* Work instruction
Among the lines listed below, count those that include the string "chrysanthemum", and state only the count.

Data items
================

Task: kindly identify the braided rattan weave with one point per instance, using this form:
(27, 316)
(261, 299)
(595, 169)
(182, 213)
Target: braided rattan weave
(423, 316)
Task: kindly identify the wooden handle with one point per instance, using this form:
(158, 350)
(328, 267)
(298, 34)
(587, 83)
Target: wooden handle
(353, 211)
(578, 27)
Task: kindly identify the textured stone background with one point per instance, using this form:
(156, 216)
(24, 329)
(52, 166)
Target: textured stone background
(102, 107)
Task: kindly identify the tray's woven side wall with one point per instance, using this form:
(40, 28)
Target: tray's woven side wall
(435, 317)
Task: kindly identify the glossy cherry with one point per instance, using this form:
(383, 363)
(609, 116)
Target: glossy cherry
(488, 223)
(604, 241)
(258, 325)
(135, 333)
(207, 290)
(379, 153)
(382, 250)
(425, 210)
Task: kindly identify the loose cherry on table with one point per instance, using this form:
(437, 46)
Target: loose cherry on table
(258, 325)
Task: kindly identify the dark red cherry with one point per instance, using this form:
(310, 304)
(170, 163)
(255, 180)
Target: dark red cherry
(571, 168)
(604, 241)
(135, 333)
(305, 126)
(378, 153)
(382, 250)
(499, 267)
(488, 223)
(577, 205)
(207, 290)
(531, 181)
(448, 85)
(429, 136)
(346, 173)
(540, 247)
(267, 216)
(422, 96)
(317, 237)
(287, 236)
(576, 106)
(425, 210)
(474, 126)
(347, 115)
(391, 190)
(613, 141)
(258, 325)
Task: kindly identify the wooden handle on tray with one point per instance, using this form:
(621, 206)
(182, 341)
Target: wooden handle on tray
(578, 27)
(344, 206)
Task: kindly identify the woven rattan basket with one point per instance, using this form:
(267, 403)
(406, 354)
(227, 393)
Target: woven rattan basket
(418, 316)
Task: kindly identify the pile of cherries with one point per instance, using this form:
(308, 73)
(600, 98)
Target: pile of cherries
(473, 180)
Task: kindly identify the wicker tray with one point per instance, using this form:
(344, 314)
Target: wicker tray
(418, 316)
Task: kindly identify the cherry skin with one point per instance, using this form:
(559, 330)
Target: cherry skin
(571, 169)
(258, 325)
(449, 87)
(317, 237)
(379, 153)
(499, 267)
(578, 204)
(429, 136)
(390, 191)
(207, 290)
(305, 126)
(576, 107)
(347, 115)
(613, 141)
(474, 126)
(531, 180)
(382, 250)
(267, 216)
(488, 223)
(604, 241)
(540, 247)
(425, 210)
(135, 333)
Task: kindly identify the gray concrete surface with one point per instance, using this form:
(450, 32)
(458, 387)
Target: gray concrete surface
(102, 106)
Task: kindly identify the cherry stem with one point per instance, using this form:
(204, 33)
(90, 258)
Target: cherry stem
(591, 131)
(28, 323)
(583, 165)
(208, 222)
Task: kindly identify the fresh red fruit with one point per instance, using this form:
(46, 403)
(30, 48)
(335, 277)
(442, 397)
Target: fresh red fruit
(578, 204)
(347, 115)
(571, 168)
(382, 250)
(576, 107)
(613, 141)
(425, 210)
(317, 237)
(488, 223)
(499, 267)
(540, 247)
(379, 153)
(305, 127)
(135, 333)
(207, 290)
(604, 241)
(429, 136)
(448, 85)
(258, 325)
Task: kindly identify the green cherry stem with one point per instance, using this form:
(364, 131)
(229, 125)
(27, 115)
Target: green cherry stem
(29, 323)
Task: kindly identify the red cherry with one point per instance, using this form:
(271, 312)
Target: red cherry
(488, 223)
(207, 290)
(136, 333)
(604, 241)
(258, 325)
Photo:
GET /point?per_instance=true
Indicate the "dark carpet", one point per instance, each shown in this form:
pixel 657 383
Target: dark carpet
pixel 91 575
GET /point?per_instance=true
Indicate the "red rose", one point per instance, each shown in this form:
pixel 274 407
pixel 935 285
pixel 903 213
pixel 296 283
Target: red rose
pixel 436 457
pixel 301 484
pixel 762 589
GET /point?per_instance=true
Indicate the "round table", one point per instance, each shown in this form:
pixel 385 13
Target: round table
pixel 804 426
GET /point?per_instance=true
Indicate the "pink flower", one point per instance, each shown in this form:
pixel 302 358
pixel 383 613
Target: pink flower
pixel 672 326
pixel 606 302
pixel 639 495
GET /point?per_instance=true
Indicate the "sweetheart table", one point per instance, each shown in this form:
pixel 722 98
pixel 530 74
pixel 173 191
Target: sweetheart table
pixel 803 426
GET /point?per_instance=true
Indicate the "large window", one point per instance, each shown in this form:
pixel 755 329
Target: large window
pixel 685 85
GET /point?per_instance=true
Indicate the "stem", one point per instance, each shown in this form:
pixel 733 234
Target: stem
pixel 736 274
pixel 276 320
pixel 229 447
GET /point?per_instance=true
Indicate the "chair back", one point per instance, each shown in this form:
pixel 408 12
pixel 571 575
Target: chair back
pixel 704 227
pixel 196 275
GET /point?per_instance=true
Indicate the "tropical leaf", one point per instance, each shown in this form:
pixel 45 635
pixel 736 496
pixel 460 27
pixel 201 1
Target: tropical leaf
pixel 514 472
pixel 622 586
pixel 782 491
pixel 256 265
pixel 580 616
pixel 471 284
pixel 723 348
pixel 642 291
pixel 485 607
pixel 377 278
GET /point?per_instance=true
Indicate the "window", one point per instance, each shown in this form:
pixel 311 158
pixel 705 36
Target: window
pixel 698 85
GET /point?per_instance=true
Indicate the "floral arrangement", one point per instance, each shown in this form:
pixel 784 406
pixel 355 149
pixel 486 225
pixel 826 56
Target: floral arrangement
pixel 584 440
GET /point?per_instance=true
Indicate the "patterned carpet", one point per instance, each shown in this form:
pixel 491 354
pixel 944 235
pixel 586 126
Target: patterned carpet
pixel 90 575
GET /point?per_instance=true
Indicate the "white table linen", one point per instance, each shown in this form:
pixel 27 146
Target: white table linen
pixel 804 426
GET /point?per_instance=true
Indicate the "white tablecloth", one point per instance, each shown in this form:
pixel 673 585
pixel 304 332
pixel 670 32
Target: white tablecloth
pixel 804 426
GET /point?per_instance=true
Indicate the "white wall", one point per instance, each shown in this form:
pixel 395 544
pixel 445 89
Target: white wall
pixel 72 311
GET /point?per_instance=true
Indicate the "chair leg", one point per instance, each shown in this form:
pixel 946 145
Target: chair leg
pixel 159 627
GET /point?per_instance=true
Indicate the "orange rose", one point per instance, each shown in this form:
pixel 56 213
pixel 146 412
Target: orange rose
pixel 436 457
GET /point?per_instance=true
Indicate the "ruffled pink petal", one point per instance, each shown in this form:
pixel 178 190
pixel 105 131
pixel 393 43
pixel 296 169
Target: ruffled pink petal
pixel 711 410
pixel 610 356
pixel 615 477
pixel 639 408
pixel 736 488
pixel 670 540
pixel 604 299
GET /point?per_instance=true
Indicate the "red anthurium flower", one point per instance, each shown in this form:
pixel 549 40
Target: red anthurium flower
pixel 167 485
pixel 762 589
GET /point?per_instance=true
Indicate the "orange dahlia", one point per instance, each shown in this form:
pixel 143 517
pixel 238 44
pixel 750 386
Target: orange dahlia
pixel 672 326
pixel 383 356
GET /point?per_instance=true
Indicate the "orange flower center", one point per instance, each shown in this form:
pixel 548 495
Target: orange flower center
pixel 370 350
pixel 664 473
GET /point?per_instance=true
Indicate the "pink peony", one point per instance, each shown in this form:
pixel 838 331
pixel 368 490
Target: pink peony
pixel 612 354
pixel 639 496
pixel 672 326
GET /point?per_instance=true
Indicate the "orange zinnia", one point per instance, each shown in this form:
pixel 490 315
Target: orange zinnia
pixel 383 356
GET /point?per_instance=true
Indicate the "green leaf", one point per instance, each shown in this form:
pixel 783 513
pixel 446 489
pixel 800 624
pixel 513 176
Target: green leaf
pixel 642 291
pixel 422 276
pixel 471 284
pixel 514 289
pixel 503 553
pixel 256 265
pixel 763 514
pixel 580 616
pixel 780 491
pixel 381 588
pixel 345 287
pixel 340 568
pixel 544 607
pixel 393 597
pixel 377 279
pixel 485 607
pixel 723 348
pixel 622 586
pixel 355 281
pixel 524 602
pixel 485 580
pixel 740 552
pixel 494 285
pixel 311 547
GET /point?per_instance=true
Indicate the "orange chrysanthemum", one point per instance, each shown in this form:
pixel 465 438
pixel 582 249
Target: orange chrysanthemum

================

* Answer area
2